* begin ENTRIES SUPPLIED *

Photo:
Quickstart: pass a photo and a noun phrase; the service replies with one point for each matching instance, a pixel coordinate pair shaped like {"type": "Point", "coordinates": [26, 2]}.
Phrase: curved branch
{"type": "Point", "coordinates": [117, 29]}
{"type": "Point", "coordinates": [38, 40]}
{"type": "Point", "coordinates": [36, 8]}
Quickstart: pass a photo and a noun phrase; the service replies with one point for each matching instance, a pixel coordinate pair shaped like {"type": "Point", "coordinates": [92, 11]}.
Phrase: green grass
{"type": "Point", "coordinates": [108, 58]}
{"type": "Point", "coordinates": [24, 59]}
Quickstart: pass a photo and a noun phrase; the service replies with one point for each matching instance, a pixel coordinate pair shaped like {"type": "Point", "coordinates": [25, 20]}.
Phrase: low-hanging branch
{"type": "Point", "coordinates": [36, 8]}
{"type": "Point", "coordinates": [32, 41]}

* end ENTRIES SUPPLIED *

## THE PROBLEM
Reproduce every row above word for word, keeping each line as it stands.

## WORKED ANSWER
Photo:
Quickstart: pass a photo and a noun phrase; the service replies with one point for each matching instance, a pixel coordinate pair shaped like {"type": "Point", "coordinates": [26, 2]}.
Phrase: curved branch
{"type": "Point", "coordinates": [117, 29]}
{"type": "Point", "coordinates": [38, 40]}
{"type": "Point", "coordinates": [36, 8]}
Quickstart: pass a photo and a noun phrase; the service replies with one point for each matching instance, a pixel coordinate pair shaped like {"type": "Point", "coordinates": [92, 11]}.
Phrase: green grass
{"type": "Point", "coordinates": [108, 58]}
{"type": "Point", "coordinates": [24, 59]}
Quickstart: pass a photo and a noun phrase; the service replies with one point for each matching instance, a pixel coordinate pair shaped like {"type": "Point", "coordinates": [25, 20]}.
Phrase: low-hanging branch
{"type": "Point", "coordinates": [36, 8]}
{"type": "Point", "coordinates": [32, 41]}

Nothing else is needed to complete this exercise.